[start DOCUMENT EXTRACT]

Skip to main content

MLflow Tracking and UI Links

The flyte-sdk MLflow plugin automates the lifecycle of MLflow runs within Flyte tasks. It handles starting and ending runs, managing experiments, and providing seamless navigation between the Flyte UI and the MLflow UI through auto-generated links.

Managing Runs with @mlflow_run

When you want to track a Flyte task's execution in MLflow, apply the @mlflow_run decorator. This decorator manages the mlflow.start_run() and mlflow.end_run() calls for you, ensuring that the MLflow run state is correctly synchronized with the Flyte task's execution.

Decorator Placement

The @mlflow_run decorator must be the outermost decorator on your task function. This ensures it can wrap the entire task execution, including any other decorators like @env.task.

from flyteplugins.mlflow import mlflow_run

@mlflow_run(experiment_name="/my-experiment")
@env.task
async def my_task():
import mlflow
mlflow.log_param("param1", 42)

Run Modes

The run_mode parameter in @mlflow_run (defined in plugins/mlflow/src/flyteplugins/mlflow/_context.py) determines how the task interacts with existing MLflow runs:

  • auto (Default): Reuses a parent task's MLflow run if one is active. If no run is active, it creates a new one.
  • new: Always creates a new, independent MLflow run, even if a parent run exists.
  • nested: Creates a new MLflow run that is marked as a child of the parent run using the mlflow.parentRunId tag. This is particularly useful for Hyperparameter Optimization (HPO) where each trial is a separate Flyte task.

Example of nested runs for HPO from plugins/mlflow/examples/example_mlflow_hpo.py:

@mlflow_run(run_mode="nested")
@env.task(links=(Mlflow()))
async def run_trial(trial_number: int, **params) -> float:
import mlflow
mlflow.log_params(params)
# ... training logic ...
return rmse

Autologging

You can enable MLflow's autologging capabilities directly through the decorator. This automatically captures parameters, metrics, and models for supported frameworks like Scikit-Learn, PyTorch, and XGBoost.

[end DOCUMENT EXTRACT]

DIRECTION 1:
Reproduce the passage of the MLflow tracking guide between "The flyte-sdk MLflow" and "decorators like @env.task.", inclusive.
DIRECTION 2:
Carry on the MLflow tracking guide from the point at which it stops.
The data are not needed for any of the work here.

[start RECORDS]

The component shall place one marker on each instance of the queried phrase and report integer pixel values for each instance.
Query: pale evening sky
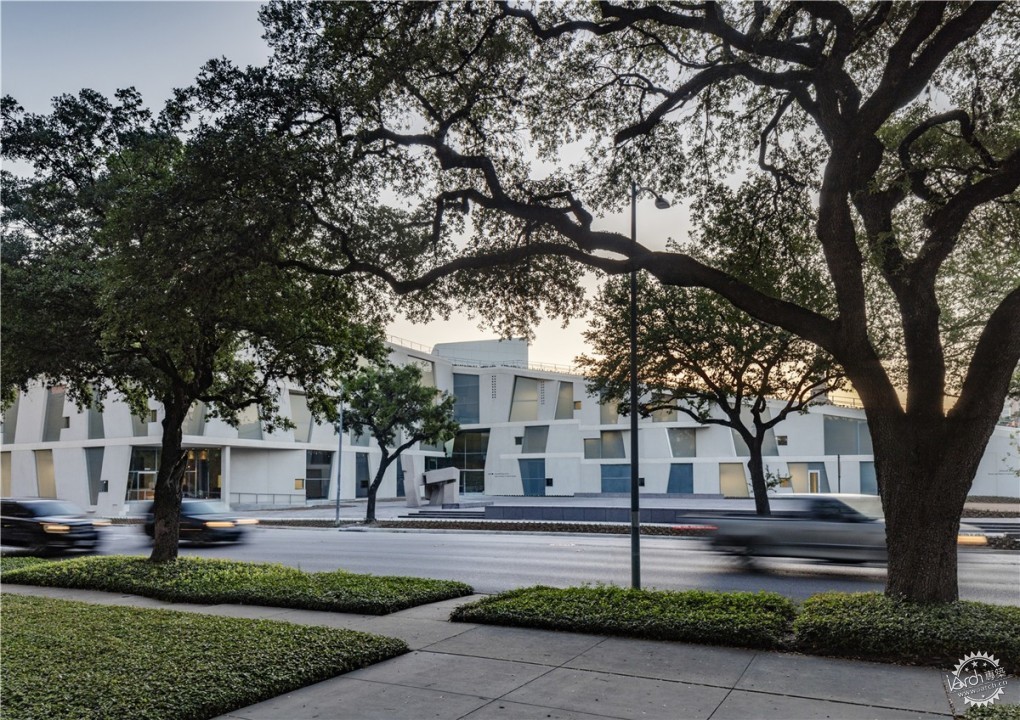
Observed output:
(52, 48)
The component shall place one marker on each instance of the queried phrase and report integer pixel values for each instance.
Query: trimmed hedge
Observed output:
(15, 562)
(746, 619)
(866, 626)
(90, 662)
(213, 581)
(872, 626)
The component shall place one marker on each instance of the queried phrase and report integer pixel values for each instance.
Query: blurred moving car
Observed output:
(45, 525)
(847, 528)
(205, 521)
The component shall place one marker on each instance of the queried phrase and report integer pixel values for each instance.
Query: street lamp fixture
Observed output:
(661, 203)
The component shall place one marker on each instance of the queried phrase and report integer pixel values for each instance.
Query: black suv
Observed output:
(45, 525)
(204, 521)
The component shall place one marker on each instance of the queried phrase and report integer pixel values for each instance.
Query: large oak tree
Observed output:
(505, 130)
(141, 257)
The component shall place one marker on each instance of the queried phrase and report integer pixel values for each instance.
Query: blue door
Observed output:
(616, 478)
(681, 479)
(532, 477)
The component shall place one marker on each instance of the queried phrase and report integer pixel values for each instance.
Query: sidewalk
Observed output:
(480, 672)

[end RECORDS]
[start RECORDS]

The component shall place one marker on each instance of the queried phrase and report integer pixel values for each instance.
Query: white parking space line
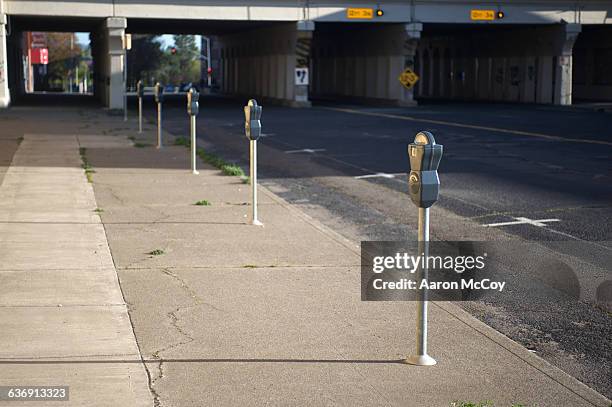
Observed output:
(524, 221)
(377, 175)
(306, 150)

[end RECORDS]

WRITTEN ANSWER 1:
The flyte-sdk MLflow plugin automates the lifecycle of MLflow runs within Flyte tasks. It handles starting and ending runs, managing experiments, and providing seamless navigation between the Flyte UI and the MLflow UI through auto-generated links.

Managing Runs with @mlflow_run

When you want to track a Flyte task's execution in MLflow, apply the @mlflow_run decorator. This decorator manages the mlflow.start_run() and mlflow.end_run() calls for you, ensuring that the MLflow run state is correctly synchronized with the Flyte task's execution.

Decorator Placement

The @mlflow_run decorator must be the outermost decorator on your task function. This ensures it can wrap the entire task execution, including any other decorators like @env.task.

WRITTEN ANSWER 2:
Pass autolog=True and optionally specify the framework to use framework-specific autologging.

@mlflow_run(autolog=True, framework="sklearn")
@env.task
async def train_model():
from sklearn.linear_model import LogisticRegression
model = LogisticRegression()
model.fit(X, y) # Parameters and metrics are logged automatically

You can further control autologging behavior using log_models, log_datasets, and autolog_kwargs, which are passed directly to the underlying mlflow.autolog() call.

The Mlflow link class (found in plugins/mlflow/src/flyteplugins/mlflow/_link.py) allows you to attach links to the MLflow UI directly to your Flyte tasks. When configured, these links appear in the Flyte UI, providing a direct path to the specific MLflow run associated with that task.

To enable automatic link generation, you must provide a link_host. You can also provide a link_template if your MLflow UI uses a non-standard URL structure.

from flyteplugins.mlflow import Mlflow, mlflow_config

# Configure globally for the workflow execution
run = flyte.with_runcontext(
custom_context=mlflow_config(
link_host="https://mlflow.example.com",
link_template="{host}/#experiments/{experiment_id}/runs/{run_id}",
),
).run(parent_task)

# In the task definition, include the Mlflow() link
@mlflow_run
@env.task(links=(Mlflow(),))
async def my_task():
...

For tasks using run_mode="nested", the Mlflow link automatically detects the parent relationship. Since the specific child run ID is often not known until the task starts, the link in the Flyte UI will default to the parent run and be labeled "MLflow (parent)".

Global and Local Configuration

The mlflow_config() function (in plugins/mlflow/src/flyteplugins/mlflow/_context.py) provides a way to set MLflow parameters that apply across multiple tasks.

Global Configuration

Use flyte.with_runcontext() to set global defaults like the tracking_uri or experiment_name for an entire workflow run.

from flyteplugins.mlflow import mlflow_config

config = mlflow_config(
tracking_uri="http://mlflow-server:5000",
experiment_name="/shared-experiment",
link_host="http://mlflow-ui"
)

flyte.with_runcontext(custom_context=config).run(my_workflow)

Local Overrides

mlflow_config() also acts as a context manager for per-task overrides within a parent task.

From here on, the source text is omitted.